[Records from a data source]

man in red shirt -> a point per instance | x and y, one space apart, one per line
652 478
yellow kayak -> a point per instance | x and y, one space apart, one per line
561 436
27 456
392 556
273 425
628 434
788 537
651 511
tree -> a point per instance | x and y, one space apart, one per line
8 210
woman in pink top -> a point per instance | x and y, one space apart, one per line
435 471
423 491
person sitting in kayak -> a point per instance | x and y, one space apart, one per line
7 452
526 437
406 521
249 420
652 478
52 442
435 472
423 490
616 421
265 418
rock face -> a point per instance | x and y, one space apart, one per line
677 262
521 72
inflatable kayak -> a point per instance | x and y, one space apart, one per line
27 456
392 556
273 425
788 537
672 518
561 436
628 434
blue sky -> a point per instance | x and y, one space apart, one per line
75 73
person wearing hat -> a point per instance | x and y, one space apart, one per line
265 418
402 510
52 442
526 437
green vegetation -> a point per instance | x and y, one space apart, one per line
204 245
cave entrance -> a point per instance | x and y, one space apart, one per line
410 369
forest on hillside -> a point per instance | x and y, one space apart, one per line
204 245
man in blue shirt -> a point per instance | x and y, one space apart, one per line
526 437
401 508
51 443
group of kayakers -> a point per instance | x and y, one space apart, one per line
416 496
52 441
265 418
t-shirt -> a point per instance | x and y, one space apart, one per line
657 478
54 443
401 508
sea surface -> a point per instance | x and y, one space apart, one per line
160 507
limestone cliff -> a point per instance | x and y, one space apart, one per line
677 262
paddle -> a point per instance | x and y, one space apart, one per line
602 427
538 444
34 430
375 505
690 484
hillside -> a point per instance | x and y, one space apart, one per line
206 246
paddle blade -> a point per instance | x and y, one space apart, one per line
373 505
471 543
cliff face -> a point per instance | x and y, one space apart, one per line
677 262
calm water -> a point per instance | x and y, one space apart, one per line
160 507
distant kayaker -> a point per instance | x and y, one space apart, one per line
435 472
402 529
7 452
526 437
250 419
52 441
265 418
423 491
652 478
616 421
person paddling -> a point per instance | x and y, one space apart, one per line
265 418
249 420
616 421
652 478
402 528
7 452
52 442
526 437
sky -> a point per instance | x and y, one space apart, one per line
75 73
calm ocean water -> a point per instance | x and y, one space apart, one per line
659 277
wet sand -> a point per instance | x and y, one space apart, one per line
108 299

TASK TO COMPLETE –
Present the entries above as a numbered list, omitting any blank lines.

ANSWER BELOW –
1. man in red shirt -> a point per instance | x and y, one space apart, one per line
2. 652 478
3. yellow kayak -> a point per instance | x and y, one space apart, one per line
4. 561 436
5. 27 456
6. 392 556
7. 273 425
8. 628 434
9. 788 537
10. 651 511
11. tree -> a point per instance | x and y, one space apart, one per line
12. 8 210
13. woman in pink top -> a point per instance | x and y, one space apart, one per line
14. 435 471
15. 423 491
16. person sitting in kayak -> a point per instance | x and y, one space apart, one per line
17. 7 452
18. 526 437
19. 406 521
20. 249 420
21. 652 478
22. 52 442
23. 435 472
24. 423 490
25. 616 421
26. 265 418
27. rock face -> a point per instance | x and y, one space apart, one per line
28. 677 262
29. 521 72
30. inflatable kayak -> a point per instance | x and y, one space apart, one per line
31. 27 456
32. 392 556
33. 273 425
34. 788 537
35. 672 518
36. 561 436
37. 628 434
38. blue sky -> a point per instance | x and y, one space apart, one per line
39. 75 73
40. person wearing hat -> a point per instance | x and y, one space apart, one per line
41. 265 418
42. 402 510
43. 52 442
44. 526 437
45. green vegetation -> a point per instance | x and y, one space apart, one per line
46. 204 245
47. cave entrance -> a point per instance | x and y, one space apart, one per line
48. 410 369
49. forest on hillside -> a point per instance | x and y, one space apart, one per line
50. 204 245
51. man in blue shirt -> a point per instance | x and y, one space apart, one per line
52. 526 437
53. 401 508
54. 51 443
55. group of kayakers -> a point per instance | x and y, one space apart, one per line
56. 416 496
57. 52 441
58. 265 418
59. t-shirt -> a point per instance | x and y, one space apart, one per line
60. 657 478
61. 54 443
62. 401 508
63. sea surface -> a point per instance | x and y, one space apart, one per line
64. 160 507
65. limestone cliff -> a point per instance | x and y, one space apart, one per line
66. 677 262
67. paddle -> a point per instance | x and y, one space apart, one per line
68. 602 427
69. 538 444
70. 34 430
71. 375 505
72. 690 484
73. hillside -> a point per instance | x and y, one space apart, one per line
74. 206 246
75. paddle blade -> a point per instance | x and y, one space apart, one per line
76. 373 505
77. 471 543
78. cliff face -> a point per instance | x and y, one space apart, one per line
79. 677 262
80. calm water -> a point per instance | x and y, one space apart, one per line
81. 160 507
82. distant kayaker -> a point per instance | x and y, one space apart, one per line
83. 435 472
84. 402 529
85. 7 452
86. 526 437
87. 250 419
88. 52 441
89. 265 418
90. 423 491
91. 652 478
92. 616 421
93. person paddling -> a point per instance | x and y, one space apart, one per line
94. 265 418
95. 249 420
96. 616 421
97. 652 478
98. 402 528
99. 7 452
100. 52 442
101. 526 437
102. sky -> a point per instance | x and y, one space apart, one per line
103. 75 73
104. calm ocean water -> a point per instance | x and y, one space apart, one per line
105. 659 277
106. wet sand -> a point per instance | x and y, one space apart, one per line
107. 108 299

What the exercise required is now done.